• [Data lines]
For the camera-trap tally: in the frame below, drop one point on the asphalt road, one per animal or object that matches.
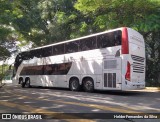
(64, 105)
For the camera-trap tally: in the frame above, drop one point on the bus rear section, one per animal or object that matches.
(134, 65)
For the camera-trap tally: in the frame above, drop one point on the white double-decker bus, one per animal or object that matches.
(110, 60)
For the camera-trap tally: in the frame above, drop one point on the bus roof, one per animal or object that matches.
(62, 42)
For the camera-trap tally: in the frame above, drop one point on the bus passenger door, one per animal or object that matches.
(112, 74)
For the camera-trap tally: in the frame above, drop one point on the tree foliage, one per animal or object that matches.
(47, 21)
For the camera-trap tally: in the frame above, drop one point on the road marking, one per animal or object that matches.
(106, 108)
(45, 112)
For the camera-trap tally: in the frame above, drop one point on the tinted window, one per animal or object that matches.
(109, 39)
(88, 44)
(37, 53)
(58, 49)
(71, 47)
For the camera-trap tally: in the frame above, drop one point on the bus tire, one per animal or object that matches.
(74, 84)
(27, 83)
(88, 85)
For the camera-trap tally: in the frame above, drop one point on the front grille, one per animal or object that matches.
(110, 80)
(138, 67)
(137, 58)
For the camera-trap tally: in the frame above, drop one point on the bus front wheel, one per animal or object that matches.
(74, 84)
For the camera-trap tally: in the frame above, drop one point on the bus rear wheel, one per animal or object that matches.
(88, 85)
(74, 84)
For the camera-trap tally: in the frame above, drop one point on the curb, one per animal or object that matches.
(152, 88)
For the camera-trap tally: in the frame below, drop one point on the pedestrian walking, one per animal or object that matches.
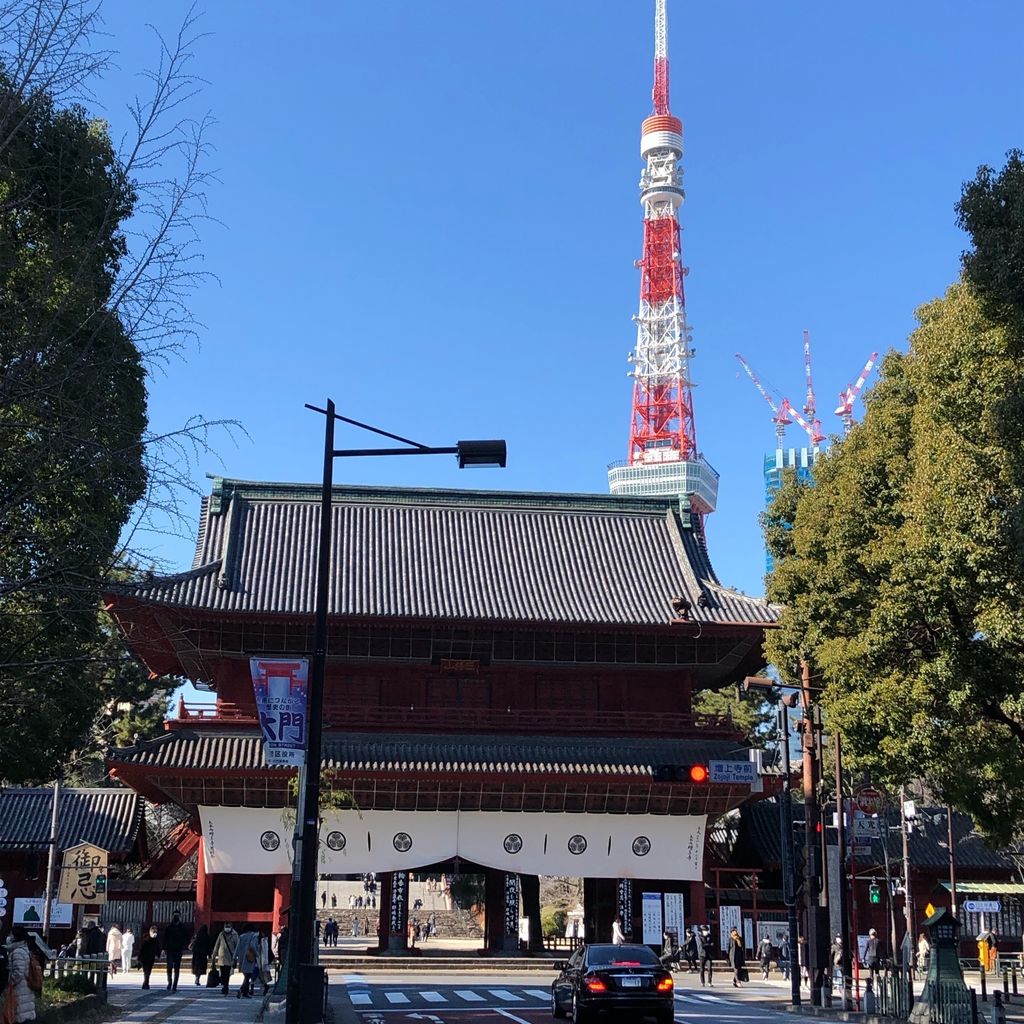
(127, 947)
(19, 1000)
(114, 948)
(148, 953)
(736, 958)
(176, 938)
(706, 954)
(223, 954)
(871, 955)
(247, 956)
(201, 947)
(764, 955)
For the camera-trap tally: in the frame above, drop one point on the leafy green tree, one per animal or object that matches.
(96, 262)
(901, 570)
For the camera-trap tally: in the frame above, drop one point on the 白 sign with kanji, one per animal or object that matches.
(83, 876)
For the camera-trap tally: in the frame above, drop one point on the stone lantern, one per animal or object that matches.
(944, 985)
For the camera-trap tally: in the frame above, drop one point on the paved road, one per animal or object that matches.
(470, 999)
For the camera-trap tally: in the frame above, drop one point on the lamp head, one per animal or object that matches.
(491, 453)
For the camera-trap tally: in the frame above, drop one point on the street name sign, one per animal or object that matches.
(982, 906)
(732, 772)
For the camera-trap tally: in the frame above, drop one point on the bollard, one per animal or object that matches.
(998, 1014)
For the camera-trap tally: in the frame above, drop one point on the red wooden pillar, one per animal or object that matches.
(282, 899)
(204, 890)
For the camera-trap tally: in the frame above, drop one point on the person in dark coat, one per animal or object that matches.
(202, 946)
(736, 957)
(175, 942)
(148, 953)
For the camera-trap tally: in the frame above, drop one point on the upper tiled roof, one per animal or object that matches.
(449, 753)
(109, 818)
(760, 838)
(468, 555)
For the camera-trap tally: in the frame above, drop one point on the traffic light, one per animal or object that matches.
(681, 773)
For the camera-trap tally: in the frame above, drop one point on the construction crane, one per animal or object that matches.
(849, 396)
(810, 402)
(812, 428)
(781, 414)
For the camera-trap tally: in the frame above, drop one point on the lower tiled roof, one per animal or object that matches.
(109, 818)
(444, 753)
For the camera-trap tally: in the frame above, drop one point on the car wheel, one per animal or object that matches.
(556, 1007)
(580, 1016)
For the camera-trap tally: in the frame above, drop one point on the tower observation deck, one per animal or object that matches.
(663, 455)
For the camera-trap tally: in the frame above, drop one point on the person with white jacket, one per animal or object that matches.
(115, 947)
(18, 961)
(127, 945)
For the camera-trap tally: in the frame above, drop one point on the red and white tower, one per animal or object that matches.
(663, 456)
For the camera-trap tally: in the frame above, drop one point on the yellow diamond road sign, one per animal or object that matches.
(83, 876)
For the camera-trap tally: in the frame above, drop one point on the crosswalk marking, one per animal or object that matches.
(504, 993)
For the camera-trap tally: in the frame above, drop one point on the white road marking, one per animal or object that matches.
(511, 1017)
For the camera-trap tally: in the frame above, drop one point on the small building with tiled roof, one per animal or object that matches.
(975, 866)
(487, 651)
(111, 818)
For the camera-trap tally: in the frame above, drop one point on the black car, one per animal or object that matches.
(607, 979)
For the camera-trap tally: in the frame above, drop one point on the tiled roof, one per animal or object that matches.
(466, 555)
(109, 818)
(760, 838)
(448, 753)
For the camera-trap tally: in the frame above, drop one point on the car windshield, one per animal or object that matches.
(621, 956)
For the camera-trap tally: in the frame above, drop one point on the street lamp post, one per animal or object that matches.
(303, 912)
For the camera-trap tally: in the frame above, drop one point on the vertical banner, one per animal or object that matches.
(624, 904)
(281, 701)
(674, 915)
(652, 924)
(728, 918)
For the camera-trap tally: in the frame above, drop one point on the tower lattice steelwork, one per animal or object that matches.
(663, 455)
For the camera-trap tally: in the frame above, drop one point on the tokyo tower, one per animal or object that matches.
(663, 454)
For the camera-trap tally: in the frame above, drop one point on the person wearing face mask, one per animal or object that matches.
(223, 954)
(148, 953)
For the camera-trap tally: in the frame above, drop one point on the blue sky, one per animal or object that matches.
(428, 211)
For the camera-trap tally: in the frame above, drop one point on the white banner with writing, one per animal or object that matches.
(258, 841)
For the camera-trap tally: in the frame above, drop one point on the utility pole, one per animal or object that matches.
(907, 892)
(815, 953)
(844, 908)
(785, 826)
(51, 859)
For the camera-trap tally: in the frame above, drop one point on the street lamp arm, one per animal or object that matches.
(365, 426)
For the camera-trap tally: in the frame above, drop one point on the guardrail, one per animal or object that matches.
(95, 969)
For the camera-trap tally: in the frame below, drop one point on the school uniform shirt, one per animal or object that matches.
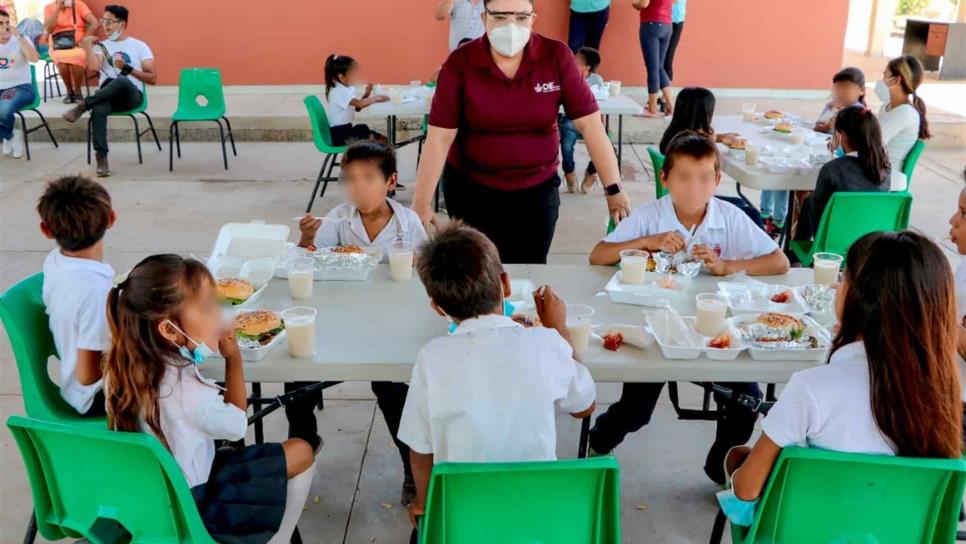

• [Given instruction] Find every line in the records above that contains the word "with" and copy each of those lines.

• [Solved exercise]
For the camera-trap tally: in the frame above, drop one point on the 白 sign with kanji, one per animal or object that matches.
For the camera-trap tally: in the frame above, drop one point on the person with white jacket, one per animal or object that matches.
For the camera-trap tally: in the frame above, drop one point on the small building with tiled roof, one per animal or object that matches.
For the camera-trap tally: in the frame above, drop one point on the white banner with writing, one per animal or object that matches.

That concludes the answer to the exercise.